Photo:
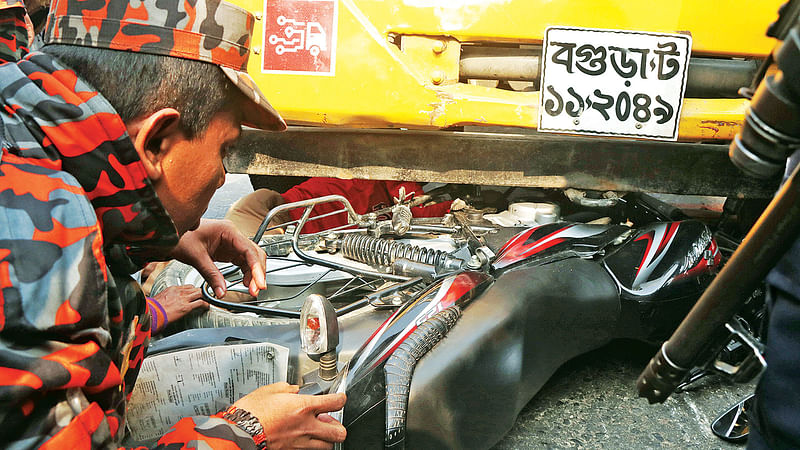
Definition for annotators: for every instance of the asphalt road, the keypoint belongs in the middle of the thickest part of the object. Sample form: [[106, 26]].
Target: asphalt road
[[591, 401]]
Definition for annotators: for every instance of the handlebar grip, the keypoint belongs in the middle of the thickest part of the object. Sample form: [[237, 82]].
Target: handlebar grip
[[660, 378]]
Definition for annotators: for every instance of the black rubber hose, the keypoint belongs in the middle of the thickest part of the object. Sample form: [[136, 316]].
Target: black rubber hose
[[400, 367]]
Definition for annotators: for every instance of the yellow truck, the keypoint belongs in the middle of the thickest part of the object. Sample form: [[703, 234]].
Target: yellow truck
[[451, 91]]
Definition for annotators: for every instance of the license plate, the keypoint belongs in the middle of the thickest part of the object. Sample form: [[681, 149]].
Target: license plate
[[613, 82]]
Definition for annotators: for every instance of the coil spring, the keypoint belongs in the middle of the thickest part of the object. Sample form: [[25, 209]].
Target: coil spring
[[383, 252]]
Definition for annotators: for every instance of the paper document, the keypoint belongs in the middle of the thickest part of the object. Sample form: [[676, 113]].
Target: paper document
[[199, 381]]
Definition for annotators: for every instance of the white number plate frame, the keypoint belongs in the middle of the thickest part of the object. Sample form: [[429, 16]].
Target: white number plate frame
[[613, 82]]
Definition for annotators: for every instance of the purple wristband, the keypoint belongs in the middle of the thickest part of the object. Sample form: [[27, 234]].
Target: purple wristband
[[153, 302]]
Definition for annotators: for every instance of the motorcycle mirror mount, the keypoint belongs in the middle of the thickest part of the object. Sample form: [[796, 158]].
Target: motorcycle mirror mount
[[319, 334]]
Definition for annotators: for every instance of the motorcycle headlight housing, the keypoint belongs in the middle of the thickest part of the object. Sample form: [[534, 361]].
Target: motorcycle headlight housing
[[319, 328]]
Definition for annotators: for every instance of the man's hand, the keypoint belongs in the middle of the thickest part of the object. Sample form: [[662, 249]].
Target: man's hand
[[295, 421], [219, 240], [179, 301]]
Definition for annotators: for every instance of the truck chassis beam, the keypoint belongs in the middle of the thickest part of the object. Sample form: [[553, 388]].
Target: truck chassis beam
[[534, 160]]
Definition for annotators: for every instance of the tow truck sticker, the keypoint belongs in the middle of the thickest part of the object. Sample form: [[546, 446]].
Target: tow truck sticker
[[300, 37]]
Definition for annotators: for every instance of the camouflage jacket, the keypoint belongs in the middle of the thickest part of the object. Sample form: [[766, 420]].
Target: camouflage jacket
[[74, 204]]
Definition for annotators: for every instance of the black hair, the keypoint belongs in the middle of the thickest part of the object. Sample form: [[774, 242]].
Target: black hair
[[138, 84]]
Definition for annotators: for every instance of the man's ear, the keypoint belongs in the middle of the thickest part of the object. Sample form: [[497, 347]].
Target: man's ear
[[153, 136]]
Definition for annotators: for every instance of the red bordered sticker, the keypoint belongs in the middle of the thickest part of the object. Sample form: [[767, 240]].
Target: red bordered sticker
[[300, 37]]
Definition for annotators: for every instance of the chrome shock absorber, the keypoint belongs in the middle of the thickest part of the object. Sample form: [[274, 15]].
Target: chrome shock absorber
[[384, 252]]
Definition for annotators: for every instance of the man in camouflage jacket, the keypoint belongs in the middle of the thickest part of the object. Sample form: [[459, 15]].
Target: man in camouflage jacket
[[90, 191]]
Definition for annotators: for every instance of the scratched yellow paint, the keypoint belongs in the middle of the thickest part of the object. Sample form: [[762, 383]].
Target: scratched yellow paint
[[378, 84]]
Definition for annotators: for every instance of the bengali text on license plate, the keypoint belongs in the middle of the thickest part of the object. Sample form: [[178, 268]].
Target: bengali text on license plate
[[613, 82]]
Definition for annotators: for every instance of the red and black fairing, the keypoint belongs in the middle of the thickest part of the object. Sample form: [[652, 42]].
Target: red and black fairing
[[661, 272], [559, 290], [554, 241], [363, 379]]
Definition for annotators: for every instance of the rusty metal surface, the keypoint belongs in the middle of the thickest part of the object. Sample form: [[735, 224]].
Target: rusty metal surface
[[496, 159]]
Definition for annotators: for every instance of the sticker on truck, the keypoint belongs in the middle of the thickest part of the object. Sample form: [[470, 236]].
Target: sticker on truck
[[300, 37]]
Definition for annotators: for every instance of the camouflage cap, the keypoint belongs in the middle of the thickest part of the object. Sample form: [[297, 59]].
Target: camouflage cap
[[213, 31]]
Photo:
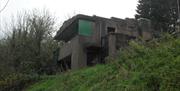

## Request
Reproduce all of the data above word for word, but leave out the pictures.

## Result of this exercise
Photo:
Definition for annotators: for every instance of the asphalt road, the keypoint belongs in the middle of the thickest part of the object. Sample form: [[106, 26]].
Target: asphalt road
[[591, 401]]
Definition for annotators: for every instance of the handlebar grip, the keypoint belongs in the middle of the thickest part of the object. Sample form: [[237, 82]].
Target: handlebar grip
[[660, 378]]
Definition for annotators: for every instance of the black rubber hose, the keypoint belongs in the middle of the thickest part of the object. Sample form: [[136, 316]].
Target: black rubber hose
[[400, 367]]
Definition for annotators: for every instance of the yellow truck, the keypoint belongs in the middle of the thickest part of the object. Sample form: [[703, 234]].
Target: yellow truck
[[451, 91]]
Definition for annotators: for every instance of the license plate, the keypoint belongs in the middle of the thickest part of the object. Sample form: [[681, 149]].
Target: license plate
[[613, 82]]
Definition for annotators: for every instance of the coil spring, the keypoint belongs in the middle of the thickest part of the object. Sample form: [[25, 209]].
Target: coil spring
[[383, 252]]
Definition for annotators: for every instance of the paper document, the keypoint belongs in the middle of the thickest part of the object. Sample form: [[676, 113]].
Target: paper document
[[199, 381]]
Definition for annotators: for every instance of the white number plate frame, the keypoint belongs in the middle of the thickest part of the object. Sample form: [[429, 16]].
Target: white number plate frame
[[613, 82]]
Definition for annotators: for every instance of the purple wristband, the keypoint belongs in the middle of the thickest part of the object. Sample form: [[27, 234]].
Target: purple wristband
[[153, 302]]
Definition for annotators: for every instance of the motorcycle mirror mount, the keypoint belongs in the middle of the thickest part of the object. Sample form: [[796, 158]].
Target: motorcycle mirror mount
[[319, 334]]
Definition for annotators: for every instance of the motorcycle headlight housing, the keypoint belongs in the middle of the thickest part of the object. Sample form: [[534, 361]].
Target: motorcycle headlight housing
[[319, 328]]
Definition for annotators: for every instance of the man's hand, the keypoint belongs in the middle of the thickest part of the object. Sample form: [[662, 249]].
Target: man's hand
[[295, 421], [219, 240], [179, 301]]
Definition for annotators: for every instance of the truck chassis beam, the keypoint belongs in the middle of the thickest part of the object. Sample form: [[553, 388]].
Target: truck chassis beam
[[534, 160]]
Definition for annotators: for every instance of the tow truck sticker, the keypoint belongs in the middle of the thickest part of the object. Sample form: [[546, 446]].
Target: tow truck sticker
[[300, 37]]
Definition for annotators: for every instance of the camouflage jacket, the keypoint belongs in the middle of the thickest part of the object. Sample form: [[766, 420]].
Target: camouflage jacket
[[74, 204]]
Definition for annotators: for every instance of the black hair, the keypoint belongs in the middle of the thickest part of the object. Sample form: [[774, 242]].
Target: black hair
[[138, 84]]
Definition for annotators: for every instance of the man's ear, the keypoint belongs in the middle of the thickest part of the object. Sample form: [[497, 347]].
Target: man's ear
[[153, 136]]
Definition for annotators: for every instance of the red bordered sticker, the keypoint belongs in the middle of the thickest part of the object. Sample form: [[767, 240]].
Target: red bordered sticker
[[300, 37]]
Definition for annotators: for every instance of the chrome shock absorber, the keypoint belongs in the middle of the thickest part of the object. Sample form: [[274, 15]].
Target: chrome shock absorber
[[384, 252]]
Definition for annotators: for every instance of the man in camouflage jacket, the keypoint belongs in the middle of the thickest part of the object. Sample form: [[459, 15]].
Target: man in camouflage jacket
[[90, 191]]
Definition for annotators: for every instance of the scratched yellow paint, the keypoint belongs in the middle of the thickest part of the object. Sample form: [[762, 383]].
Target: scratched yellow paint
[[378, 84]]
Definition for annotators: for every instance of the bengali text on license plate, the keypoint belongs in the middle of the thickest part of the object. Sample form: [[178, 268]].
Target: bengali text on license plate
[[613, 82]]
Definition for annotators: for every instance of the red and black fairing, the keypoint belongs in the middle of the thickest part of the object. Sample form: [[652, 42]].
Target: red and black fairing
[[661, 272], [559, 290], [554, 241], [363, 379]]
Definition for annotators: for every instance of the rusty metal surface, the keypoint belongs in the middle of the thickest part of the object. Sample form: [[735, 224]].
Target: rusty metal surface
[[496, 159]]
Definition for annotators: for every instance of the sticker on truck, the keypoint belongs in the middle of the thickest part of the object. Sample form: [[470, 236]].
Target: sticker on truck
[[300, 37]]
Definition for annotators: for every instance of the camouflage cap, the keypoint belongs in the middle of the thickest part of the object. Sample form: [[297, 59]].
Target: camouflage cap
[[213, 31]]
Photo:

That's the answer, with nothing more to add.